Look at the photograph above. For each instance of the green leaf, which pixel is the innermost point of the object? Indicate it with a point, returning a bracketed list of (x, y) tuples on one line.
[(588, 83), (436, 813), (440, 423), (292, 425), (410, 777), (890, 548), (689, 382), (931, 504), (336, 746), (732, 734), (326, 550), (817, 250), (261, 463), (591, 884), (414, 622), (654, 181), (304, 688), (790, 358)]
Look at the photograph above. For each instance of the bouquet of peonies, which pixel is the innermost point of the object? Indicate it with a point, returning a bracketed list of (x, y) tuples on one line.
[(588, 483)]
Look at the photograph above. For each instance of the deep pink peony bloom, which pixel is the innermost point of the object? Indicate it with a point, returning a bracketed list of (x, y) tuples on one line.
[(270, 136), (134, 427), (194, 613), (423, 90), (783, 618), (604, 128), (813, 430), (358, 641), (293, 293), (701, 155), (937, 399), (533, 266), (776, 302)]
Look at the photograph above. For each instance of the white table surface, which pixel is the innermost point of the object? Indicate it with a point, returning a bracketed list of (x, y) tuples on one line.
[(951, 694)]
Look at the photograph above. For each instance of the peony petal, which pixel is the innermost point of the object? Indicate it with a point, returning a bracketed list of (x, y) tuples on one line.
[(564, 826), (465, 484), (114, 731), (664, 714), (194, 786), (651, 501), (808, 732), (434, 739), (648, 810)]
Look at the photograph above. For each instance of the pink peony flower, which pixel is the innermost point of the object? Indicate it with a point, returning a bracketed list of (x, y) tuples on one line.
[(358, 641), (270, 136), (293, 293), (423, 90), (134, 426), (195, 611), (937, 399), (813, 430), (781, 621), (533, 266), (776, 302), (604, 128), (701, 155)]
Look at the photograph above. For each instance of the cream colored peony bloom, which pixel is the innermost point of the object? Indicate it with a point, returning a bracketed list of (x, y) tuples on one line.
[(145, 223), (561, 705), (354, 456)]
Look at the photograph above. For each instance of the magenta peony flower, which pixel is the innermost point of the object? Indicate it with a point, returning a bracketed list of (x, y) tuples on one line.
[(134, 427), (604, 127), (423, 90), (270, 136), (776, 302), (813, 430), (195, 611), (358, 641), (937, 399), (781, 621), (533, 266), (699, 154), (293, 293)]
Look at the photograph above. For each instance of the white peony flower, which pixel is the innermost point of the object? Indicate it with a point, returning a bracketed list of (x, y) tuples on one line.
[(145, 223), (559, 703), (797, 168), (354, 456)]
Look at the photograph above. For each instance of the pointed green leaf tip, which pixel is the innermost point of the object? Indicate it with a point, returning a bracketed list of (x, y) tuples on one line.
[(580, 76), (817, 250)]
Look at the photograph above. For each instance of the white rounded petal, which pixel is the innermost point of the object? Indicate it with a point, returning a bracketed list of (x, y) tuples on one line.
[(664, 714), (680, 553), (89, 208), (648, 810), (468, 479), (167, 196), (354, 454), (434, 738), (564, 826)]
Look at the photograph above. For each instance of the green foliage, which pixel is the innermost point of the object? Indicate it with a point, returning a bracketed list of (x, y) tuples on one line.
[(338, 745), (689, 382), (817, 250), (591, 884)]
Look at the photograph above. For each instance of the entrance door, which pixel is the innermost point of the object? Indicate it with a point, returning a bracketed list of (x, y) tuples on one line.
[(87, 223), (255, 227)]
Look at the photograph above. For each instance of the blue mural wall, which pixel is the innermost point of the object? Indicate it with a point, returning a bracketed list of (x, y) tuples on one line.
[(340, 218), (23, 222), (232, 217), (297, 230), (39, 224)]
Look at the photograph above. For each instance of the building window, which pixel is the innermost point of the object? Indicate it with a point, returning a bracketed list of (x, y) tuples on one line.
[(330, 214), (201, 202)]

# [Task details]
Format all of the items above as a JSON list of strings, with one string per line and blank lines omitted.

# [Reply]
[
  "Look at the photograph above. For each instance of the green leaf, which pixel is the innermost point of the object? Indicate it with a point, returning a bracketed list of (x, y) tuples on one line.",
  "[(588, 83), (436, 813), (440, 423), (292, 425), (410, 777), (890, 548), (689, 382), (931, 504), (336, 746), (732, 734), (326, 550), (817, 250), (261, 463), (591, 884), (414, 622), (654, 181), (304, 688), (790, 358)]",
  "Look at the photograph above. For each instance of the bouquet of peonies, which pixel is the innermost point of the object? Indicate it with a point, returning a bracketed list of (x, y) tuples on one line.",
  "[(588, 483)]",
  "Look at the photograph above. For each instance of the deep pink peony bloom, which pixel is the innermost point of the object? Indicate it with a point, returning a bracketed list of (x, y) tuples on one line.",
  "[(270, 136), (134, 427), (194, 613), (423, 90), (783, 618), (604, 128), (813, 430), (358, 641), (293, 293), (701, 155), (937, 399), (533, 266), (776, 302)]",
  "Look at the photograph above. For each instance of the white table surface, which pixel is the innermost point of the object? Indicate it with a point, returning a bracketed list of (x, y) tuples on one line.",
  "[(951, 694)]",
  "Look at the photograph above. For each instance of the peony petal, which pixel is the innermost point of the object? Indicate it with a point, returning a bracketed list of (x, y) tuples on one line.",
  "[(564, 826), (465, 484), (114, 731), (664, 714), (194, 786), (651, 501), (808, 732), (434, 739), (648, 810)]",
  "Look at the photograph above. For each instance of the pink peony flower, which pixel is the innermost point of the object? Indicate it with a point, returning a bracketed list of (x, y) tuples on one line.",
  "[(358, 641), (270, 136), (293, 293), (423, 90), (134, 426), (195, 611), (937, 399), (813, 430), (781, 621), (533, 266), (776, 302), (604, 128), (701, 155)]",
  "Look at the photograph above. For each instance of the cream colored peony bloom, which pixel is the innermost point of the object? Indicate it with a point, returning a bracketed list of (x, y) tuples on one line.",
  "[(145, 223), (561, 705), (354, 456)]",
  "Look at the photograph above. For each instance of the magenta peony flower, which pixel is the innermost point of the object? Indicate it with a point, returning a bracketed list of (x, y) tuples on one line.",
  "[(134, 427), (604, 127), (423, 90), (270, 136), (776, 302), (813, 430), (195, 611), (358, 641), (937, 399), (781, 621), (533, 266), (699, 154), (293, 293)]",
  "Look at the photograph above. For each instance of the white peony flower, which pixel is the innermost point of the object? Indicate it with a point, returning a bracketed list of (x, y) tuples on one line.",
  "[(145, 223), (559, 703), (797, 168), (354, 456)]",
  "Look at the photograph above. For each instance of the pointed green leaf tip, which pixel is the innermost point of the object? Indicate it with a point, returning a bracketed list of (x, y) tuples on one line.",
  "[(580, 76), (817, 250)]",
  "Look at the photograph above. For each instance of the white rounded petal, which pixel is the innermost point of the object? Indicate it with a point, returning a bracketed list of (x, y) tuples on one line.",
  "[(664, 714), (680, 553), (89, 208), (648, 810), (468, 479), (167, 196), (354, 454), (434, 738), (564, 826)]",
  "Look at the photograph above. For each instance of the green foliage, which pixel is the innermost point of the object? Indicate it with a point, returning a bracketed list of (x, y) tuples on one line.",
  "[(338, 745), (689, 382), (817, 250), (591, 884)]",
  "Look at the photograph above. For each instance of the entrance door, which pixel is the innermost point of the object? Indicate it with a point, returning a bracketed list of (x, y) tuples on one line.",
  "[(87, 223), (255, 227)]",
  "Look at the photograph above. For each instance of the blue mural wall, which pixel is the innermost point of the object? Indicate it with a point, returning a bracketed list of (x, y) tuples on one line.",
  "[(340, 218), (23, 222), (232, 217), (297, 230), (39, 224)]",
  "Look at the photograph above. For each instance of the building window, which pixel is the innermost point of the object? Indicate it with a point, returning a bracketed list of (x, y) tuples on one line.",
  "[(330, 214), (201, 202)]"
]